(YOUR INSTRUCTIONS):
Copy the material below word for word, omitting the pictures.

--- begin DATASET EXCERPTS ---

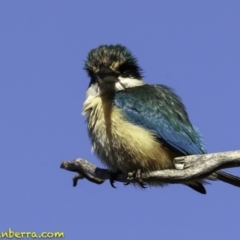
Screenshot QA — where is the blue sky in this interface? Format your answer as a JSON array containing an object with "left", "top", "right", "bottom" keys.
[{"left": 0, "top": 0, "right": 240, "bottom": 240}]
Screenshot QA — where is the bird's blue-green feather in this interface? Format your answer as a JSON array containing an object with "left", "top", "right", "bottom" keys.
[{"left": 114, "top": 85, "right": 205, "bottom": 155}]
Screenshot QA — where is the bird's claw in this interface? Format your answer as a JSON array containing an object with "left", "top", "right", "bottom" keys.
[
  {"left": 109, "top": 172, "right": 118, "bottom": 188},
  {"left": 125, "top": 169, "right": 146, "bottom": 188}
]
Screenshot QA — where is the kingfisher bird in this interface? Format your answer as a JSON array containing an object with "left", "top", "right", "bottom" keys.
[{"left": 83, "top": 44, "right": 240, "bottom": 194}]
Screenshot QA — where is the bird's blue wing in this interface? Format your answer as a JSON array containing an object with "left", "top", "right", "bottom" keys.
[{"left": 114, "top": 85, "right": 205, "bottom": 155}]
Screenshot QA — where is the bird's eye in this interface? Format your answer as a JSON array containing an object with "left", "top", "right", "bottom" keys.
[{"left": 121, "top": 72, "right": 134, "bottom": 78}]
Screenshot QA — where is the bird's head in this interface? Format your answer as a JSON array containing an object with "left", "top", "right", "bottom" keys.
[{"left": 84, "top": 45, "right": 144, "bottom": 95}]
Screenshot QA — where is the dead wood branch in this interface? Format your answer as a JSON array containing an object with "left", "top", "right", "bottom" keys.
[{"left": 61, "top": 151, "right": 240, "bottom": 186}]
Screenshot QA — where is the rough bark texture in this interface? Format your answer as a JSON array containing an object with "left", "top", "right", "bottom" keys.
[{"left": 61, "top": 151, "right": 240, "bottom": 186}]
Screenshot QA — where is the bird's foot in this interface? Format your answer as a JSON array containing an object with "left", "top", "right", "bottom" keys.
[
  {"left": 126, "top": 169, "right": 146, "bottom": 188},
  {"left": 73, "top": 169, "right": 104, "bottom": 187},
  {"left": 109, "top": 172, "right": 119, "bottom": 188}
]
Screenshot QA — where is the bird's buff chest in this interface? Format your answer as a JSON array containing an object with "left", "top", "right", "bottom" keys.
[{"left": 83, "top": 94, "right": 173, "bottom": 172}]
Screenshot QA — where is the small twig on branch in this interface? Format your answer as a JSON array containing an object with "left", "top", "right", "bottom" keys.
[{"left": 61, "top": 151, "right": 240, "bottom": 186}]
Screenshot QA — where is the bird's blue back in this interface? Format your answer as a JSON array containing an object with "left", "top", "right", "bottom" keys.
[{"left": 114, "top": 85, "right": 205, "bottom": 155}]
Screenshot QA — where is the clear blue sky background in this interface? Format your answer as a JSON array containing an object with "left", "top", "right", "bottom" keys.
[{"left": 0, "top": 0, "right": 240, "bottom": 240}]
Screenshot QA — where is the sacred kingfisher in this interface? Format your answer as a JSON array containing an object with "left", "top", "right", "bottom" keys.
[{"left": 83, "top": 45, "right": 240, "bottom": 194}]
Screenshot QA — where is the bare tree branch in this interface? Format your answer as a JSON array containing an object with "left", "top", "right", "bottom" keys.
[{"left": 61, "top": 151, "right": 240, "bottom": 186}]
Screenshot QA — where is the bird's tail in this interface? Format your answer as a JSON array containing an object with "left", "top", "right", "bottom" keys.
[{"left": 208, "top": 171, "right": 240, "bottom": 187}]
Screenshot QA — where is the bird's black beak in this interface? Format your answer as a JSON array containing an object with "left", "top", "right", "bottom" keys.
[{"left": 96, "top": 67, "right": 119, "bottom": 83}]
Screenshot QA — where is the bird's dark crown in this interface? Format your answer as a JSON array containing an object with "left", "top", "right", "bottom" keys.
[{"left": 84, "top": 44, "right": 142, "bottom": 79}]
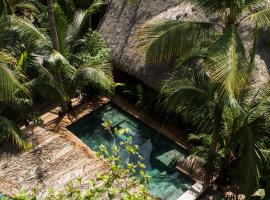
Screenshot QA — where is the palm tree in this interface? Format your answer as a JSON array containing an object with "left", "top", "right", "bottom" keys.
[
  {"left": 137, "top": 0, "right": 270, "bottom": 195},
  {"left": 137, "top": 0, "right": 270, "bottom": 65},
  {"left": 47, "top": 0, "right": 59, "bottom": 51},
  {"left": 0, "top": 2, "right": 114, "bottom": 149},
  {"left": 0, "top": 52, "right": 30, "bottom": 149},
  {"left": 161, "top": 65, "right": 270, "bottom": 194}
]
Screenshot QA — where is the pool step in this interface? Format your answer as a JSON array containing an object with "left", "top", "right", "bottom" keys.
[{"left": 177, "top": 182, "right": 206, "bottom": 200}]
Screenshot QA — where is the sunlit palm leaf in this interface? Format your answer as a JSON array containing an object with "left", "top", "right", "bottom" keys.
[
  {"left": 54, "top": 5, "right": 69, "bottom": 57},
  {"left": 136, "top": 20, "right": 216, "bottom": 63},
  {"left": 9, "top": 16, "right": 48, "bottom": 45},
  {"left": 161, "top": 69, "right": 217, "bottom": 133},
  {"left": 190, "top": 0, "right": 232, "bottom": 15},
  {"left": 250, "top": 8, "right": 270, "bottom": 28},
  {"left": 239, "top": 127, "right": 260, "bottom": 195},
  {"left": 26, "top": 66, "right": 67, "bottom": 108},
  {"left": 87, "top": 0, "right": 104, "bottom": 15},
  {"left": 206, "top": 27, "right": 252, "bottom": 99},
  {"left": 67, "top": 10, "right": 87, "bottom": 44},
  {"left": 0, "top": 0, "right": 11, "bottom": 19},
  {"left": 0, "top": 52, "right": 29, "bottom": 102}
]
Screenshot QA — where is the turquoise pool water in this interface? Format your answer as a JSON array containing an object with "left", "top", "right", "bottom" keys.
[{"left": 68, "top": 103, "right": 194, "bottom": 200}]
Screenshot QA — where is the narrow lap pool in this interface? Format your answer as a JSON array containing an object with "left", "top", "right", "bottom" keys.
[{"left": 68, "top": 103, "right": 194, "bottom": 200}]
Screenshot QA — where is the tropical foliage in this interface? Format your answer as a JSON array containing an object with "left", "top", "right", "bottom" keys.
[
  {"left": 0, "top": 0, "right": 114, "bottom": 149},
  {"left": 137, "top": 0, "right": 270, "bottom": 195}
]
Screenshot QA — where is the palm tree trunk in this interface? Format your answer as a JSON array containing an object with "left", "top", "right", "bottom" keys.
[{"left": 47, "top": 0, "right": 59, "bottom": 51}]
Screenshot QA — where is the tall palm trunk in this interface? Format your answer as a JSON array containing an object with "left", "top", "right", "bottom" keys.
[
  {"left": 47, "top": 0, "right": 59, "bottom": 51},
  {"left": 204, "top": 102, "right": 224, "bottom": 185}
]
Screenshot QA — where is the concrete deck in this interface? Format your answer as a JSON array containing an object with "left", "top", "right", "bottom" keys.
[{"left": 0, "top": 96, "right": 207, "bottom": 200}]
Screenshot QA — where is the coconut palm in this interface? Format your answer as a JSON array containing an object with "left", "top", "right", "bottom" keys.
[
  {"left": 137, "top": 0, "right": 270, "bottom": 196},
  {"left": 0, "top": 52, "right": 30, "bottom": 149},
  {"left": 161, "top": 65, "right": 270, "bottom": 194},
  {"left": 0, "top": 1, "right": 114, "bottom": 149},
  {"left": 137, "top": 0, "right": 270, "bottom": 65}
]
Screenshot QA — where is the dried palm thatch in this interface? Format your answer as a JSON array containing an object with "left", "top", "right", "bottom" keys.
[
  {"left": 0, "top": 100, "right": 108, "bottom": 198},
  {"left": 99, "top": 0, "right": 270, "bottom": 89}
]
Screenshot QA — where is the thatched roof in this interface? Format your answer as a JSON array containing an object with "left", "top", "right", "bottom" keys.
[{"left": 99, "top": 0, "right": 270, "bottom": 89}]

--- end DATASET EXCERPTS ---

(REPLY):
Screenshot QA — where is the blue sky in this interface? Format your answer as a JSON array containing an object with "left", "top", "right", "bottom" keys.
[{"left": 0, "top": 0, "right": 240, "bottom": 240}]
Screenshot QA — where is the bird's blue-green feather in this interface? Format your answer as a JSON array containing an object with "left", "top", "right", "bottom" keys.
[{"left": 114, "top": 85, "right": 205, "bottom": 155}]
Screenshot QA — where is the bird's claw in this interface? Format your answer as a JSON array containing an object with "left", "top", "right", "bottom" keys.
[
  {"left": 109, "top": 172, "right": 118, "bottom": 188},
  {"left": 125, "top": 169, "right": 146, "bottom": 188}
]
Screenshot QA — where is the kingfisher bird in this interface? Format your answer as a JSON array containing an object with "left", "top", "right", "bottom" keys.
[{"left": 83, "top": 44, "right": 240, "bottom": 194}]
Screenshot QA — where is the bird's blue wing in this interface? Format your answer as a JSON array containing an object with "left", "top", "right", "bottom" keys.
[{"left": 114, "top": 85, "right": 205, "bottom": 155}]
Screenshot QA — where is the bird's eye in this interface? Format your answer as a JSON array containing an object with "left", "top", "right", "bottom" keys.
[{"left": 121, "top": 72, "right": 134, "bottom": 78}]
Screenshot QA — where is the bird's head in this interface? Format your answer as a JSON array containing an object with "left", "top", "right", "bottom" keys.
[{"left": 84, "top": 45, "right": 144, "bottom": 95}]
Screenshot QA — where is the dead wood branch in this interface? Format your answer as a JSON array containing an object with "left", "top", "right", "bottom" keys.
[{"left": 61, "top": 151, "right": 240, "bottom": 186}]
Screenshot QA — where is the rough bark texture in this interface? Format your answer as a JSON array containing an object with "left", "top", "right", "bottom" keys.
[{"left": 61, "top": 151, "right": 240, "bottom": 186}]
Screenshot QA — where is the bird's foot in this interface? Format your answer as a JSON array containing an object with "left", "top", "right", "bottom" keys.
[
  {"left": 126, "top": 169, "right": 146, "bottom": 188},
  {"left": 73, "top": 169, "right": 104, "bottom": 187},
  {"left": 109, "top": 172, "right": 119, "bottom": 188}
]
Screenshot QA — where is the bird's buff chest in this interface? Format your answer as a JSON array containing an object with "left", "top", "right", "bottom" keys.
[{"left": 83, "top": 94, "right": 173, "bottom": 172}]
Screenshot QA — where is the small twig on branch in this interface? Format your answer as a JSON array containing an object with "left", "top", "right", "bottom" keys.
[{"left": 61, "top": 151, "right": 240, "bottom": 186}]
Screenshot QA — where is the bird's blue back in this interface? Format your answer as a JSON array containing an object with "left", "top", "right", "bottom" keys.
[{"left": 114, "top": 85, "right": 205, "bottom": 155}]
Screenshot QA — where is the clear blue sky background in this interface? Format your answer as a JSON array containing an object with "left", "top", "right", "bottom" keys.
[{"left": 0, "top": 0, "right": 240, "bottom": 240}]
Screenshot QA — where is the sacred kingfisher in this interface? Format your answer as a JSON array containing an object with "left", "top", "right", "bottom" keys.
[{"left": 83, "top": 45, "right": 240, "bottom": 194}]
Screenshot QA — where is the bare tree branch in this interface? Format your answer as a JSON array containing an object with "left", "top", "right", "bottom" keys.
[{"left": 61, "top": 151, "right": 240, "bottom": 186}]
Screenshot QA — where is the bird's tail in this interface? Format your answer as a JSON array containing an object with "left", "top", "right", "bottom" keys.
[{"left": 208, "top": 171, "right": 240, "bottom": 187}]
Screenshot QA — where is the bird's black beak in this interface? Format your answer as a JSON array containing an object with "left", "top", "right", "bottom" keys.
[{"left": 96, "top": 67, "right": 119, "bottom": 83}]
Screenshot QA — where is the bird's dark crown in this interface? Format your answer as a JSON array containing an object with "left", "top", "right", "bottom" keys.
[{"left": 84, "top": 44, "right": 142, "bottom": 79}]
Screenshot QA — where is the palm tree in this interface? Format your answer as a JSON array containing an object with "left", "top", "right", "bottom" keys.
[
  {"left": 137, "top": 0, "right": 270, "bottom": 195},
  {"left": 137, "top": 0, "right": 270, "bottom": 65},
  {"left": 47, "top": 0, "right": 59, "bottom": 51},
  {"left": 0, "top": 2, "right": 114, "bottom": 149},
  {"left": 0, "top": 52, "right": 30, "bottom": 149},
  {"left": 161, "top": 65, "right": 270, "bottom": 194}
]
Screenshot QA — where is the pool step in this interface? Format your answer as a JSON array containing an object with "left", "top", "right", "bottom" keys.
[{"left": 177, "top": 182, "right": 206, "bottom": 200}]
Screenshot QA — where is the sunlit palm leaf in this interface? Format your answer as a JSON array containing an object with "left", "top", "right", "bottom" keys.
[
  {"left": 54, "top": 5, "right": 69, "bottom": 57},
  {"left": 136, "top": 20, "right": 216, "bottom": 63},
  {"left": 9, "top": 16, "right": 48, "bottom": 45},
  {"left": 161, "top": 69, "right": 217, "bottom": 133},
  {"left": 190, "top": 0, "right": 232, "bottom": 15},
  {"left": 250, "top": 8, "right": 270, "bottom": 28},
  {"left": 239, "top": 127, "right": 260, "bottom": 195},
  {"left": 26, "top": 66, "right": 67, "bottom": 108},
  {"left": 87, "top": 0, "right": 104, "bottom": 15},
  {"left": 206, "top": 27, "right": 252, "bottom": 99},
  {"left": 67, "top": 10, "right": 87, "bottom": 44},
  {"left": 0, "top": 0, "right": 11, "bottom": 19},
  {"left": 0, "top": 52, "right": 29, "bottom": 102}
]
Screenshot QA — where is the turquoise pool water in this interface? Format your answer as a JSON array containing an object with "left", "top", "right", "bottom" keys.
[{"left": 68, "top": 103, "right": 194, "bottom": 200}]
Screenshot QA — where is the narrow lap pool in this interface? Format your answer as a JSON array containing an object with "left", "top", "right", "bottom" keys.
[{"left": 68, "top": 103, "right": 194, "bottom": 200}]
Screenshot QA — where is the tropical foliage in this interface? Format your answer as a JSON array containing an object with "left", "top", "right", "bottom" keys.
[
  {"left": 0, "top": 0, "right": 114, "bottom": 149},
  {"left": 137, "top": 0, "right": 270, "bottom": 195}
]
Screenshot QA — where is the palm tree trunk in this interface? Format your answer as a JSON array containing an object with "left", "top", "right", "bottom" keys.
[{"left": 47, "top": 0, "right": 59, "bottom": 51}]
Screenshot QA — where is the tall palm trunk in this interface? Format your answer as a JSON array containing an object with "left", "top", "right", "bottom" keys.
[
  {"left": 47, "top": 0, "right": 59, "bottom": 51},
  {"left": 204, "top": 102, "right": 224, "bottom": 185}
]
Screenshot QA — where is the concrete deck in this interface? Format your answer as a JSON array containing an object with "left", "top", "right", "bottom" keys.
[{"left": 0, "top": 96, "right": 207, "bottom": 200}]
Screenshot QA — where is the coconut palm in this interface? Format your answer as a JSON array containing an object with "left", "top", "right", "bottom" keys.
[
  {"left": 137, "top": 0, "right": 270, "bottom": 196},
  {"left": 0, "top": 52, "right": 30, "bottom": 149},
  {"left": 161, "top": 65, "right": 270, "bottom": 194},
  {"left": 0, "top": 1, "right": 114, "bottom": 149},
  {"left": 137, "top": 0, "right": 270, "bottom": 65}
]
Screenshot QA — where is the dried palm thatch in this interface? Format your answer as a JSON array containing an object with "left", "top", "right", "bottom" keys.
[
  {"left": 0, "top": 100, "right": 108, "bottom": 198},
  {"left": 99, "top": 0, "right": 270, "bottom": 89}
]
Screenshot QA — where is the thatched roof in this interface? Format your answer as a JSON array containing an object with "left", "top", "right", "bottom" keys.
[{"left": 99, "top": 0, "right": 270, "bottom": 89}]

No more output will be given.